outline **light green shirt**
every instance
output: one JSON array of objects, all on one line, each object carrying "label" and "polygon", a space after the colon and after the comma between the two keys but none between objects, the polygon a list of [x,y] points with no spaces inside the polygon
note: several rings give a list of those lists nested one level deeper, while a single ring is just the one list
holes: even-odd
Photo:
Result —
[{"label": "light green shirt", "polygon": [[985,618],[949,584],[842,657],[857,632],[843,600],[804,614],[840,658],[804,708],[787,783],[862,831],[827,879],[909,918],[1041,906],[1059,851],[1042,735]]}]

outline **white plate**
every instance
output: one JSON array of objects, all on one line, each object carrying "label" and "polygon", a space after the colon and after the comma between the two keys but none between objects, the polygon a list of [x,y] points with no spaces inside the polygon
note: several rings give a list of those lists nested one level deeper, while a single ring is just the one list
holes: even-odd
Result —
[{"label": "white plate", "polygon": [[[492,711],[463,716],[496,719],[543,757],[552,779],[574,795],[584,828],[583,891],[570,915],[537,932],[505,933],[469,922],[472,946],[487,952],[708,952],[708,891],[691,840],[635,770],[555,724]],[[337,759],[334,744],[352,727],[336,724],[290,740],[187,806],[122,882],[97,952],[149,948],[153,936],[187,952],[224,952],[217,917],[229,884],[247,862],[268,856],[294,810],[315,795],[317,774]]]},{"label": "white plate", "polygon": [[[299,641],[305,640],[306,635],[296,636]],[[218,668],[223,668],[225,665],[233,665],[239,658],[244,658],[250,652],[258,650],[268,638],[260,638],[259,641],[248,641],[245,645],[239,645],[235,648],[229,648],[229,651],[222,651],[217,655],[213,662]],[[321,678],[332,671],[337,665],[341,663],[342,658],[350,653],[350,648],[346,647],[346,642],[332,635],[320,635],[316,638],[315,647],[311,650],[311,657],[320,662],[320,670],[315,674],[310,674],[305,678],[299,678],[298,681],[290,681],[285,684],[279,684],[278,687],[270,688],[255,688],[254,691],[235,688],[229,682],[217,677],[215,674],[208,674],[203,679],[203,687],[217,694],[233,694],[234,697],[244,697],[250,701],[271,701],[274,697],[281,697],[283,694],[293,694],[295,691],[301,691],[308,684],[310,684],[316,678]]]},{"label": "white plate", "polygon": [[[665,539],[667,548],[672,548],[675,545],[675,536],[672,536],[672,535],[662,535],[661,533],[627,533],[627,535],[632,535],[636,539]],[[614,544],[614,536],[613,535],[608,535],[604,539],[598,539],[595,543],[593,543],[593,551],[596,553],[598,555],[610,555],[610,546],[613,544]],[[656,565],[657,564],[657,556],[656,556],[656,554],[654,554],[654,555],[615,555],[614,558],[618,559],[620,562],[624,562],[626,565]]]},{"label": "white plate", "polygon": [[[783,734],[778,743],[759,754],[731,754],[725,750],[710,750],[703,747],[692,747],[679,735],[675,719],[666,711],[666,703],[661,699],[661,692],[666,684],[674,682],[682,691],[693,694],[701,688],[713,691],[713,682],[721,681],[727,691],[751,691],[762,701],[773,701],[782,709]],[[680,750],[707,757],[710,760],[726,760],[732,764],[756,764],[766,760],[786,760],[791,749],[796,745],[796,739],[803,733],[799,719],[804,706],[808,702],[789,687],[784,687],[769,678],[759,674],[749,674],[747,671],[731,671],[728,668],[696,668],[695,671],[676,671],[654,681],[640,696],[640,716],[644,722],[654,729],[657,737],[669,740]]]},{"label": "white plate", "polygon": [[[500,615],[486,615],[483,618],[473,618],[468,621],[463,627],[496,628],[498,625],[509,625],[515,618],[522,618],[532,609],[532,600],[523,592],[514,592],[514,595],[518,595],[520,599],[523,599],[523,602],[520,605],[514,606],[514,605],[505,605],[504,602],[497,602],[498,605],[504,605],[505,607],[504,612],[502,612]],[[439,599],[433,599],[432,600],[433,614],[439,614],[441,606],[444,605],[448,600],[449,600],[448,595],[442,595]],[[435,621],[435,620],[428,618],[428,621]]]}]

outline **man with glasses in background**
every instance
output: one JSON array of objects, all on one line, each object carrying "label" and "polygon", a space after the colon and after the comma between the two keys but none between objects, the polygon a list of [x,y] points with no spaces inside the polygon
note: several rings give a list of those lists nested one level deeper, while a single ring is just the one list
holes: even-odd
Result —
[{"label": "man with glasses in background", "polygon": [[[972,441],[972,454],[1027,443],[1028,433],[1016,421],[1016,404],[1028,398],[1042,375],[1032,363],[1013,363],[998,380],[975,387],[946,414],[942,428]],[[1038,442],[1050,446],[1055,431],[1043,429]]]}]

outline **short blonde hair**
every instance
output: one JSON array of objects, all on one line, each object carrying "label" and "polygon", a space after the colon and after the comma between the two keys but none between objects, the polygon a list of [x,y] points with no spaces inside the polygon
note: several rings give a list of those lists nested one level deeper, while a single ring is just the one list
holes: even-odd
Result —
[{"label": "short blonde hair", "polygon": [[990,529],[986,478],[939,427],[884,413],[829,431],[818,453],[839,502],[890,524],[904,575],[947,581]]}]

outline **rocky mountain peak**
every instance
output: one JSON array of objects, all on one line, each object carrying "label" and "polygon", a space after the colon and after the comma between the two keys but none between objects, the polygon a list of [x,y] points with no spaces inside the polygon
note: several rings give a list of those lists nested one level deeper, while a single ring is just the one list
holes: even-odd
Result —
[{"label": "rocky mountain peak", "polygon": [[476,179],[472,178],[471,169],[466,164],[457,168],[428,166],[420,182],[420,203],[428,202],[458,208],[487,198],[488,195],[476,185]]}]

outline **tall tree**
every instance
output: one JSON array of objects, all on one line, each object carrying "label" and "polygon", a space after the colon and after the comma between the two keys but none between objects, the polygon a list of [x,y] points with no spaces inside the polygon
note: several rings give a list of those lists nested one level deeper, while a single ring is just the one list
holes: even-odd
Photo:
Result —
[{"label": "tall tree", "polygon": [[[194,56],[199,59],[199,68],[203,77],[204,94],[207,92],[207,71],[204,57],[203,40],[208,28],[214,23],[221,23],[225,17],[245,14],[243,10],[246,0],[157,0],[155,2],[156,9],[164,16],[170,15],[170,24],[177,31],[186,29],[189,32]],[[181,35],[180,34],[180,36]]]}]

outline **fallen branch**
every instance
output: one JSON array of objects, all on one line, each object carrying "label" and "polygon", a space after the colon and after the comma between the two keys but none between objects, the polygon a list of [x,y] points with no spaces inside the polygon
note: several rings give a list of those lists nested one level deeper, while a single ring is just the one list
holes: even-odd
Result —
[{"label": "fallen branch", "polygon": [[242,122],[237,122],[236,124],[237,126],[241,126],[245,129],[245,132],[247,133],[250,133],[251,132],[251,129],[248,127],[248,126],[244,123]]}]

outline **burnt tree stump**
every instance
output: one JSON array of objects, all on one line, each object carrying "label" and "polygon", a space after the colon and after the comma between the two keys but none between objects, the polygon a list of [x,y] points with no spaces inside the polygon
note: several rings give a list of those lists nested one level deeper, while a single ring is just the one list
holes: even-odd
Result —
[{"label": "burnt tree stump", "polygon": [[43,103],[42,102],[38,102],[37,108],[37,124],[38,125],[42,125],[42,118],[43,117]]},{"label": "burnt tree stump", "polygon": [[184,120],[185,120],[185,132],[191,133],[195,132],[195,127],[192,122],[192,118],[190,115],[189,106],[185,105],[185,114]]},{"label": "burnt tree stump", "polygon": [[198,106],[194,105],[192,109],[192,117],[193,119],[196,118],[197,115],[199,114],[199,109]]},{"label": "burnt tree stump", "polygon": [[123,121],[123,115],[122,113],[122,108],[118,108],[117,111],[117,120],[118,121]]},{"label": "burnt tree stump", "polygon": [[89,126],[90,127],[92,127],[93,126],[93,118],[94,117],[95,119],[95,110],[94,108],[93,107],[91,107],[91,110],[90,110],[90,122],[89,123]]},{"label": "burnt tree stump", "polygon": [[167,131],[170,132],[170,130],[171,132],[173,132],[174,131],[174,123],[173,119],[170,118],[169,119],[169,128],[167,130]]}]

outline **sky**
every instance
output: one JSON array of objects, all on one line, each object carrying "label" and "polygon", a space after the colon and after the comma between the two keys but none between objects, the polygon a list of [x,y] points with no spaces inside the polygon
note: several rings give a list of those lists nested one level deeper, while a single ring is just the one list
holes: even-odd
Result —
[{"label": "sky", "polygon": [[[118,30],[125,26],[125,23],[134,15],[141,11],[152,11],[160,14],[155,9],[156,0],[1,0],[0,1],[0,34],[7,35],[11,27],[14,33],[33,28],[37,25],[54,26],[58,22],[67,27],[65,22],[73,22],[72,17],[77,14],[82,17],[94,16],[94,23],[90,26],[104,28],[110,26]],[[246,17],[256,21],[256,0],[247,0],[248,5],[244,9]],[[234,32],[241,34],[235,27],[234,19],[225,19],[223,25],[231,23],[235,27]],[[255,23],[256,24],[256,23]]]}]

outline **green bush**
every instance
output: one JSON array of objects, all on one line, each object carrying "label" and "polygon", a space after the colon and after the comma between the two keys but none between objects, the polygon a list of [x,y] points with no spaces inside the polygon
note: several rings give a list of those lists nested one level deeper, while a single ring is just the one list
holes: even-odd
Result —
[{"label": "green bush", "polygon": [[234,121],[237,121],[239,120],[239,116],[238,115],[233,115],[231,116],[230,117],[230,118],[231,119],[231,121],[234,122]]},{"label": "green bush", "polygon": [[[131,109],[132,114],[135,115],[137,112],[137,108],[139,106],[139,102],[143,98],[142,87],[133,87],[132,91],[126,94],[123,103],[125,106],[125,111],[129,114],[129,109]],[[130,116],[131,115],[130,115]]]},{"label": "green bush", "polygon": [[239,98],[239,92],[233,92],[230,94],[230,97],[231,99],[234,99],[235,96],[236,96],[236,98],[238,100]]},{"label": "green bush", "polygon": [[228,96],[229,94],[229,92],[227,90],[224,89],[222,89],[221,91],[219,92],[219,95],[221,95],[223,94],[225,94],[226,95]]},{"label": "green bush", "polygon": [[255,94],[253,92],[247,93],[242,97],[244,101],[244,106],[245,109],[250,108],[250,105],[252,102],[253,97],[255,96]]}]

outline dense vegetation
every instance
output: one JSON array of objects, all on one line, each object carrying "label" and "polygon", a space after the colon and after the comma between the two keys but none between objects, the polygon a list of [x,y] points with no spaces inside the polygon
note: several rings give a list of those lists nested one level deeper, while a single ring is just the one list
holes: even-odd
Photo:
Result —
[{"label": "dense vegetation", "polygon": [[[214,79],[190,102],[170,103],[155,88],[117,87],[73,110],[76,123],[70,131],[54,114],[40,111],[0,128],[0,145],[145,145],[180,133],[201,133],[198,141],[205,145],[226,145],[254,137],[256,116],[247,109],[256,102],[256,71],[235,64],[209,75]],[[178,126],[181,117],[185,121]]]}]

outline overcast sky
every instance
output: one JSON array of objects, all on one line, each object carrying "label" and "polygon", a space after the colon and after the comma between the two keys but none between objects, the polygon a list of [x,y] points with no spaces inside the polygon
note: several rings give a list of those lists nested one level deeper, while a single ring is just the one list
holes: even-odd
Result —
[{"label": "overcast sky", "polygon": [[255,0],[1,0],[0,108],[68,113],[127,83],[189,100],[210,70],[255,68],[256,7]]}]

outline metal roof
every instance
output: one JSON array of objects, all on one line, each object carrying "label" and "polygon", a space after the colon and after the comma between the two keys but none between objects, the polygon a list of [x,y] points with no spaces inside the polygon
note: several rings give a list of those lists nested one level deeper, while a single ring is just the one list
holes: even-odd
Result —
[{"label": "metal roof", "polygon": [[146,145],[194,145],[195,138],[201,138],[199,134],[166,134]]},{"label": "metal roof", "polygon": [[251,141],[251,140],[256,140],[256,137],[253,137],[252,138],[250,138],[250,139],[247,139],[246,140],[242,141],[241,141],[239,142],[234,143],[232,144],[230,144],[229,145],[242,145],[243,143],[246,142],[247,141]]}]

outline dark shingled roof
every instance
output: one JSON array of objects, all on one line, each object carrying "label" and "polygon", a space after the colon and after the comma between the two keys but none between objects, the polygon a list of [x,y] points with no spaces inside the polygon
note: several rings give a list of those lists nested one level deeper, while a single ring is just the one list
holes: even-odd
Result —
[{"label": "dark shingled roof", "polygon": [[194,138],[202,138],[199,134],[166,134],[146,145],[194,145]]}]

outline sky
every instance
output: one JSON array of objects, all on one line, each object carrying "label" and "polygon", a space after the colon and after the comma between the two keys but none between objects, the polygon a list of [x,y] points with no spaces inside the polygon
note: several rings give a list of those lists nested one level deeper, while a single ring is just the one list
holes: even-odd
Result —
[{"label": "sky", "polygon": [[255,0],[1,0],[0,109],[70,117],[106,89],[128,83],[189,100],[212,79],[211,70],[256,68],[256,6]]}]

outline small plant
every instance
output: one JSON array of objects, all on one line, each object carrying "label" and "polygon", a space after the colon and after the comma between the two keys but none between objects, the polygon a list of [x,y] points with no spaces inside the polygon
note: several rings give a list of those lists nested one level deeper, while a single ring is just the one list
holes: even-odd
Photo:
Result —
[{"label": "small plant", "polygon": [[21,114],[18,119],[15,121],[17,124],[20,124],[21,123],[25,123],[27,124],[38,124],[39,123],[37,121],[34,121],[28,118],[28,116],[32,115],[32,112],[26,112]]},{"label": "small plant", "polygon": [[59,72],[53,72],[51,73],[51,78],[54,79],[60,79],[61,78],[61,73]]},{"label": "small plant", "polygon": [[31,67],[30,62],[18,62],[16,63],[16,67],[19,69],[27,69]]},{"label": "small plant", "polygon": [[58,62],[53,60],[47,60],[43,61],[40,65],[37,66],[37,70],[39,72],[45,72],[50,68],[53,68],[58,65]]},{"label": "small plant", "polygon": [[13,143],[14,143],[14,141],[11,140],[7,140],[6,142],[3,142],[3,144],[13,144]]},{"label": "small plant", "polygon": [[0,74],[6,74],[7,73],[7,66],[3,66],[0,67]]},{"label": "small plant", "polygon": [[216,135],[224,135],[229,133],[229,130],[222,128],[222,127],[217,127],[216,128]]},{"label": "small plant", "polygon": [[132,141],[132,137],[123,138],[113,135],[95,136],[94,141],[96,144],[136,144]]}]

• **Stated task**
Return the data from the line that contains "outline sky" through the end of the data, with both ends included, reproducing each line character for character.

• **Exercise solution**
outline sky
every instance
output: one JSON array of objects, all on one line, each object carrying "label" and "polygon", a space after the colon and after the comma between the two keys but none between objects, the polygon a list of [x,y] points with no spaces inside the polygon
note: several rings give a list of those lists nested one level deeper, while a single ring is just the one list
holes: even-odd
Result —
[{"label": "sky", "polygon": [[255,0],[1,0],[0,109],[70,117],[106,89],[128,83],[189,100],[212,79],[211,70],[256,68],[256,6]]}]

outline small plant
every instance
output: one JSON array of objects, all on one line, each object carrying "label" and "polygon", a space after the colon and after the comma between the two keys but none between objects, the polygon a list of [x,y] points with no spaces inside the polygon
note: several rings give a list of those lists nested one level deeper, while a single ring is just the one list
holes: even-odd
Photo:
Result —
[{"label": "small plant", "polygon": [[21,114],[18,119],[15,121],[17,124],[20,124],[21,123],[25,123],[27,124],[38,124],[39,123],[37,121],[34,121],[28,118],[28,116],[32,115],[32,112],[26,112]]},{"label": "small plant", "polygon": [[59,72],[53,72],[51,73],[51,78],[54,79],[60,79],[61,78],[61,73]]},{"label": "small plant", "polygon": [[31,67],[30,62],[18,62],[16,63],[16,67],[19,69],[27,69]]},{"label": "small plant", "polygon": [[58,62],[53,60],[47,60],[43,61],[40,65],[37,66],[37,70],[39,72],[45,72],[50,68],[53,68],[58,65]]},{"label": "small plant", "polygon": [[13,143],[14,143],[14,141],[11,140],[7,140],[6,142],[3,142],[3,144],[13,144]]},{"label": "small plant", "polygon": [[0,74],[6,74],[7,73],[7,66],[3,66],[0,67]]},{"label": "small plant", "polygon": [[216,135],[224,135],[229,133],[229,130],[222,128],[222,127],[217,127],[216,128]]},{"label": "small plant", "polygon": [[132,141],[132,137],[123,138],[113,135],[95,136],[94,141],[96,144],[136,144]]}]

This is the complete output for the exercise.